**THE EXERCISE**. Reproduce the lines of data below exactly as they appear, leaving out the pictures.

[Dataset entries]
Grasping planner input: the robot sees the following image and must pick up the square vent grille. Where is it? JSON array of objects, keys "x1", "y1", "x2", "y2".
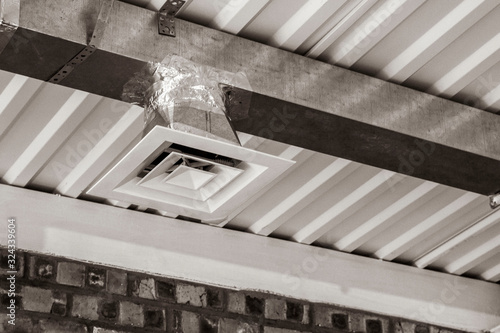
[{"x1": 87, "y1": 126, "x2": 295, "y2": 221}]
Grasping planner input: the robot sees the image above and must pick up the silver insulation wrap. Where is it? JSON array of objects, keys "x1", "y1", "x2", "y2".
[{"x1": 122, "y1": 56, "x2": 250, "y2": 144}]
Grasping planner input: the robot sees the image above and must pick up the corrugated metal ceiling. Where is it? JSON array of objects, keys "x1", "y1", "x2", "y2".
[{"x1": 0, "y1": 0, "x2": 500, "y2": 282}]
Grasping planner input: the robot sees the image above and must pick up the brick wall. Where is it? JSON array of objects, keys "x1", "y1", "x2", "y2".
[{"x1": 0, "y1": 249, "x2": 468, "y2": 333}]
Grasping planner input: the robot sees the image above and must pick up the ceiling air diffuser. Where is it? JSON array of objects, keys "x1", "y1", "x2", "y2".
[{"x1": 87, "y1": 126, "x2": 294, "y2": 222}]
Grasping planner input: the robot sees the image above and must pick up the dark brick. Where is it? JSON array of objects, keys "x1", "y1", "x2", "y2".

**REPLY TO THE TASK**.
Grasping planner input: the robot sees the following image and must pick up the square vent grille. Where is it? JSON array of objects, keys "x1", "y1", "x2", "y2".
[{"x1": 87, "y1": 126, "x2": 295, "y2": 221}]
Grasping planner input: the robot sees the image above and must pick up the silver insulation wrap. Where is it? JSON array of objects, keys "x1", "y1", "x2", "y2".
[{"x1": 122, "y1": 56, "x2": 250, "y2": 144}]
Grasping planner input: the robot sees the image above and must pick up the corrugated metal ceiling. Where is it? JSON array of objects, keys "x1", "y1", "x2", "y2".
[{"x1": 0, "y1": 0, "x2": 500, "y2": 282}]
Grasping planner input: the robot sees the image above and must pick up the brick wall. Where is it? JSON array of objects, keys "x1", "y1", "x2", "y2".
[{"x1": 0, "y1": 249, "x2": 468, "y2": 333}]
Grasping planner input: the robot sees the image above and must pick up the ceiling air diffuser. Where is it? JSON array of objects, keys "x1", "y1", "x2", "y2".
[{"x1": 87, "y1": 126, "x2": 294, "y2": 222}]
Grasping planner input: the robot sees the image above and must pick up the dark brick. Where is it? JSON array of objects, keys "x1", "y1", "x2", "y2".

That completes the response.